TAREFAS A REALIZAR:
A - Segundo o excerto sobre o transporte de mobiliário, em que dia a mercadoria tinha de ser entregue?
B - Prossiga, por favor, o excerto sobre o transporte de mobiliário a partir do ponto em que ele termina.

━━ EXCERTO ━━

VI. A Recorrida obrigava-se a transportar a mercadoria da Recorrente, que consistia em mobiliário, de Portugal para França, mediante pagamento do preço;
VII. Ficou estipulado que o serviço de entrega dessa mercadoria seria em regime de “entrega expresso”;
VIII. A mercadoria teria que ser entregue impreterivelmente no dia 24 de Maio de 2018;
IX. A Recorrida não só não procedeu à entrega da mercadoria na data expressa e imperativamente acordada;
X. Como perdeu completamente o rasto à mercadoria que lhe havia sido entregue para transportar;
XI. E não se bastou pela perda absolutamente negligente do rasto da mercadoria;
XII. A partir da data em que não entregou a mercadoria como se havia obrigado, nunca indagou junto de quem quer que fosse sobre o sucedido, bem como nunca tentou localizar a mesma;
XIII. Interpelada sistematicamente pela Recorrente a Recorrida nunca prestou quaisquer informações à mesma;
XIV. A Recorrente nunca assumiu qualquer postura diligente ou activa no sentido de insistir junto da sua subcontratada (ou quaisquer outras) por informações ou explicações acerca da mercadoria transportada;
XV. O contrato descrito nos autos respeita a um contrato de transporte internacional de mercadorias por estrada, regulado pela Convenção Relativa ao Contrato Internacional de Mercadorias por Estrada (CMR);
XVI. O transportador é efectivamente responsável pela perda total ou parcial da mercadoria transportada;
XVII. É apanágio do nosso ordenamento jurídico que o responsável pelo dano está obrigado a reparar integralmente o dano sofrido pelo lesado;
XVIII. No âmbito da CMR está efectivamente previsto um regime especial de indemnização, limitando o seu valor;
XIX. Essa limitação da indemnização não ocorre se o dano provier de dolo do transportador ou de falta que lhe seja imputável e que, nomeadamente segundo a lei portuguesa, seja considerada equivalente ao dolo;
XX. Quando houver dolo do transportador ou falta equivalente, a indemnização deve reparar integralmente os danos verificados;
XXI. A jurisprudência dos tribunais superiores tem entendido, para os efeitos do artigo 29º da CMR, como falta equivalente ao dolo, a negligência ou mera culpa que, conjuntamente com o dolo, faz parte da culpa lato sensu;
XXII. No regime jurídico português, que equipara o dolo e a mera culpa, para efeitos de responsabilidade civil contratual, o transportador, com um comportamento meramente negligente, não beneficia da exclusão ou limitação da sua responsabilidade civil prevista na CMR;
XXIII. Dúvidas não persistem de que a Recorrida deve indemnizar a Recorrente pela totalidade dos danos dados como provados em sede de audiência de julgamento decorrentes do incumprimento do contrato em crise nos autos;
XXIV. Incumbia à Recorrida ser diligente e zelar pela conservação da mercadoria enquanto a mesma se encontrasse sobre a sua posse, evitando que se perdesse sem paradeiro e se deteriorasse ao ponto em que posteriormente foi encontrada;
XXV. A Recorrida teve um comportamento totalmente inesperado, irresponsável, negligente e totalmente desfasado da actuação do homem médio;
XXVI. Incumpriu com o prazo de entrega “EXPRESSO” contratualmente estipulado;
XXVII. E perdeu absolutamente o rasto a uma mercadoria com 210kg, prestando em cada uma das sucessivas interpelações ao longo de vários dias seguintes, informações inócuas à Recorrente quanto à sua localização;
XXVIII. Acabando por ser esta a responsável pela localização da mercadoria que, por sua vez, se encontrava totalmente destruída;
XXIX. A Recorrida encontrava-se no dever de custódia da mercadoria, velando pela sua guarda e rastreando o seu paradeiro, tal como o faria um bonus pater famílias, o que manifestamente não fez;
XXX. Por tal, deve a Recorrente ser indemnizada pela totalidade dos danos e prejuízos dados como provados em sede de audiência de julgamento decorrentes da actuação grosseiramente negligente da Recorrente.

━━━
━━ AMOSTRA DOS DADOS ━━

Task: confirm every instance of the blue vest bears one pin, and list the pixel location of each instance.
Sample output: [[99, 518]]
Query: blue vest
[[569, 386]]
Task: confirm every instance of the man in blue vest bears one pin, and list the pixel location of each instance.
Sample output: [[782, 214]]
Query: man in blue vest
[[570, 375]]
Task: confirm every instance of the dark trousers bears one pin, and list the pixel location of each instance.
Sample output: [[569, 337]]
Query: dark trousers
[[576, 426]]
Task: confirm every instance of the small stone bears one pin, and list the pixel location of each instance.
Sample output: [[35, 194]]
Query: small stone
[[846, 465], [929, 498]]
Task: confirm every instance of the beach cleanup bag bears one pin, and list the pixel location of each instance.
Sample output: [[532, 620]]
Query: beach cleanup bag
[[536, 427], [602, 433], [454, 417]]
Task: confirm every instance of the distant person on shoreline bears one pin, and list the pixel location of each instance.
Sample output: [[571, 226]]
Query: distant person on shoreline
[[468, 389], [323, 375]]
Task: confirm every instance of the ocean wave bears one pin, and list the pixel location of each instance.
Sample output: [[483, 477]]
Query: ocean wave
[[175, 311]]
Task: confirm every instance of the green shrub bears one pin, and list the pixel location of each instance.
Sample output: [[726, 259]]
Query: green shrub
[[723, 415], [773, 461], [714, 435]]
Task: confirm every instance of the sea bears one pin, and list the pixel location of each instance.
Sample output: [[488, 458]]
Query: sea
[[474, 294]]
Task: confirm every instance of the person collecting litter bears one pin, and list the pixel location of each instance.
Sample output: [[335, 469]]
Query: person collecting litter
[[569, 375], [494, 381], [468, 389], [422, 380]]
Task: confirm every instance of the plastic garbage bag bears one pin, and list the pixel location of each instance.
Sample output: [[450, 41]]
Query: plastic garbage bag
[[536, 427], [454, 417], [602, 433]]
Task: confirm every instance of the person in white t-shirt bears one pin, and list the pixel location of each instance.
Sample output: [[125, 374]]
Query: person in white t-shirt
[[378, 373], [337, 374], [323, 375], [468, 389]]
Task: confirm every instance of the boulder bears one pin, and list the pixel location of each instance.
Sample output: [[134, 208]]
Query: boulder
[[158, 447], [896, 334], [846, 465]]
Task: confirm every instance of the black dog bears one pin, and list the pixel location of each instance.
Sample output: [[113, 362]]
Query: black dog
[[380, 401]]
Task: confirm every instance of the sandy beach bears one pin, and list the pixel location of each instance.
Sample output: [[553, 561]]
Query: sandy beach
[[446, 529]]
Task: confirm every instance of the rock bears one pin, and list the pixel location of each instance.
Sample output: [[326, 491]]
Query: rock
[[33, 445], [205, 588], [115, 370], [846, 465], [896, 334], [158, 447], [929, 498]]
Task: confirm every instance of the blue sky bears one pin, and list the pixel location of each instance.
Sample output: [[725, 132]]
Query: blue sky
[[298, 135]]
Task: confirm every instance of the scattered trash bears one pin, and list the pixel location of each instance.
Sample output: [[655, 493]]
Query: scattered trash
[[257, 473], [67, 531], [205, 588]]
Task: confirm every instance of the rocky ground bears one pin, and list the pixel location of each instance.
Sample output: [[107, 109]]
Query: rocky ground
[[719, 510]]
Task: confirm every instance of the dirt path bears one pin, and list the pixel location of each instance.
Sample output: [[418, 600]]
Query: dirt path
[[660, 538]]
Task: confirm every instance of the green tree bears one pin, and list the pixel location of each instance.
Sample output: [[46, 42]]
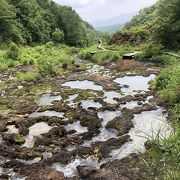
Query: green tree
[[167, 29], [58, 36]]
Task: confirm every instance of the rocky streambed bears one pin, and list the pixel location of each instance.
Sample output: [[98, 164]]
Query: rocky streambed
[[91, 124]]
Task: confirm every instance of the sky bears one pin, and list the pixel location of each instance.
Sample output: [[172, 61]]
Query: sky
[[91, 10]]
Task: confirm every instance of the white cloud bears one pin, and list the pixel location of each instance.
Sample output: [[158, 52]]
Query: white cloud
[[91, 10]]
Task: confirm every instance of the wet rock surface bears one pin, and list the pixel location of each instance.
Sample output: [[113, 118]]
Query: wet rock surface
[[79, 120]]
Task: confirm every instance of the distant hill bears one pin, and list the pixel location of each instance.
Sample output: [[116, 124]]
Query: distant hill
[[37, 21], [110, 29], [121, 19]]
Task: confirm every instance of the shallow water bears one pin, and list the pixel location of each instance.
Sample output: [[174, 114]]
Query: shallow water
[[47, 99], [130, 105], [90, 103], [146, 126], [36, 130], [84, 85], [135, 83], [77, 127], [70, 169], [46, 113], [110, 95], [104, 134]]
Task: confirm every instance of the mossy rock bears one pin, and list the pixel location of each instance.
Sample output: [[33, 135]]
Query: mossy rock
[[18, 140]]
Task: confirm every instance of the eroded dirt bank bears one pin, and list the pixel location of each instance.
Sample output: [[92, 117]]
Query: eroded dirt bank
[[90, 124]]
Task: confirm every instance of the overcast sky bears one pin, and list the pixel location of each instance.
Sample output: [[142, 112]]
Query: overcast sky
[[91, 10]]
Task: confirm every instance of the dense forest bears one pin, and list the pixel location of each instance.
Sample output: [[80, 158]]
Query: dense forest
[[39, 21]]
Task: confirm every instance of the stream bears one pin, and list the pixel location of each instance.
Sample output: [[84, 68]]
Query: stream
[[146, 124]]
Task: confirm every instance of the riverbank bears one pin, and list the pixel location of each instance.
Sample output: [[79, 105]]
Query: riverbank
[[84, 117]]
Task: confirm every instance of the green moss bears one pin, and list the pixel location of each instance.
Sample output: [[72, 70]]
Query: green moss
[[18, 140]]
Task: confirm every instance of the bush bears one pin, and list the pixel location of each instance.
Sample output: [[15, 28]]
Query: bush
[[13, 52], [58, 36]]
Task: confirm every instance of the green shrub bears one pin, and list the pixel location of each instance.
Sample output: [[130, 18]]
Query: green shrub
[[150, 51], [13, 52], [58, 35]]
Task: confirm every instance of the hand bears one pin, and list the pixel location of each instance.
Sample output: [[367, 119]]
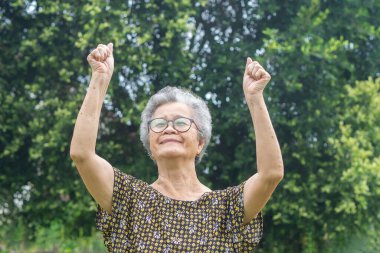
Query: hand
[[101, 60], [255, 78]]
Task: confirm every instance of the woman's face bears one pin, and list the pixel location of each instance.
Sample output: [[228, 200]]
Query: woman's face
[[171, 143]]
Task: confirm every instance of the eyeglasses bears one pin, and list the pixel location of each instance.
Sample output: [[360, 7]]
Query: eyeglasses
[[180, 124]]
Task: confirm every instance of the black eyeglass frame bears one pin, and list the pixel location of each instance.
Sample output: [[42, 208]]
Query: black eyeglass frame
[[167, 124]]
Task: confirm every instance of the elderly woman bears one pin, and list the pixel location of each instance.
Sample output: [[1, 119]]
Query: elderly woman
[[176, 213]]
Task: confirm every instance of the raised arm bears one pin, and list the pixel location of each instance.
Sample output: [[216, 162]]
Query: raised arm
[[270, 169], [96, 173]]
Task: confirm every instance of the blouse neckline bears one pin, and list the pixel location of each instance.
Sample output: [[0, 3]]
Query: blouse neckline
[[177, 200]]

━━━

RESPOSTAS DOS EXERCÍCIOS:
A - A mercadoria tinha de ser entregue impreterivelmente no dia 24 de maio de 2018.

B -
XXXI. Desta feita, nunca poderia a Recorrente conformar-se com a sentença recorrida uma vez que faz uma apreciação errada dos factos e do direito que justificam a exclusão da limitação da responsabilidade da Recorrida nos termos do artigo 29º da CMR;
XXXII. Assim devem vossas excelências, em conformidade com o exposto, revogar a sentença recorrida, condenando em definitivo a Recorrida a pagar à Recorrente o montante de danos dados como provados pelo tribunal a quo;
XXXIII. No montante de €1.181,55 (mil cento e oitenta e um euros e cinquenta e cinco cêntimos) relativo ao prejuízo com a mercadoria que apareceu totalmente destruída e mercadoria de substituição que teve de enviar, bem como €5.096,00 (cinco mil e noventa e seis euros) respeitante ao prejuízo com os seus colaboradores, nomeadamente com alimentação e estadia;
XXXIV. Danos num total global de €6.277,55 (seis mil euros, duzentos e setenta e sete euros e cinquenta e cinco cêntimos).
Termos em que, revogando a decisão ora em crise e condenando a Recorrida no pagamento integral dos danos dados como provados pelo tribunal a quo no valor global de €6.277,55 (seis mil euros, duzentos e setenta e sete euros e cinquenta e cinco cêntimos), farão V. Exas. a devida e costumeira justiça.».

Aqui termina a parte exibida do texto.